Quote every line of the records below word for word.

_Working data_
begin

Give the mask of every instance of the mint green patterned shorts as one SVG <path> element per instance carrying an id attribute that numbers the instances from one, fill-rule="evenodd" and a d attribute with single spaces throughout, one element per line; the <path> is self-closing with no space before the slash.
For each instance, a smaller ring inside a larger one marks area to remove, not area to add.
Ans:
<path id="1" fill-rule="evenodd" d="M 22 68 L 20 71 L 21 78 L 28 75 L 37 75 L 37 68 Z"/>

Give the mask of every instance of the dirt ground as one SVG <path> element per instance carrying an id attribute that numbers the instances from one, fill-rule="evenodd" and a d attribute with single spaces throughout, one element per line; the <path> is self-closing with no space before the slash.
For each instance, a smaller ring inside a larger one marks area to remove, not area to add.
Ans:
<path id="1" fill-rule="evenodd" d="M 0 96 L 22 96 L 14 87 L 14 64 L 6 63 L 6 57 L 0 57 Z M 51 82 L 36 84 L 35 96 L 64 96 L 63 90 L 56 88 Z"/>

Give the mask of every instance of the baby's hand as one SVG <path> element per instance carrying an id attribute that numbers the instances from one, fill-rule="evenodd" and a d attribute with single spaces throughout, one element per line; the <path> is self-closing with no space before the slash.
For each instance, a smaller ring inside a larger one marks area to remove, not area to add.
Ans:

end

_Exercise output_
Give the mask of every instance of the mint green patterned shorts as one SVG <path> element per instance carrying an id attribute that numbers the instances from one, fill-rule="evenodd" and a d attribute with single spaces throughout, one element per line; the <path> is self-closing with no space before the slash.
For each instance, a smaller ring inside a larger one marks area to remove, not area to add.
Ans:
<path id="1" fill-rule="evenodd" d="M 22 68 L 20 71 L 21 78 L 28 75 L 37 75 L 37 68 Z"/>

Give the mask of every instance of the dirt ground as one SVG <path> element per instance carrying an id attribute that numbers the instances from one, fill-rule="evenodd" and a d attribute with single spaces throughout, one element per line; the <path> is self-closing with no space before the slash.
For each instance, a smaller ring inside a larger one marks area to remove, not area to add.
Ans:
<path id="1" fill-rule="evenodd" d="M 0 96 L 22 96 L 14 87 L 14 64 L 6 63 L 6 57 L 0 57 Z M 51 82 L 36 84 L 35 96 L 64 96 L 63 90 L 56 88 Z"/>

Give the mask of every instance of the baby's hand as one SVG <path> element per instance carrying an id attribute that numbers the instances from one, fill-rule="evenodd" and a d attribute with single spaces throughout, one element per line; the <path> is self-closing with no space before the slash.
For each instance, a smaller ring inside a larger one marks area to remove, not area to add.
Ans:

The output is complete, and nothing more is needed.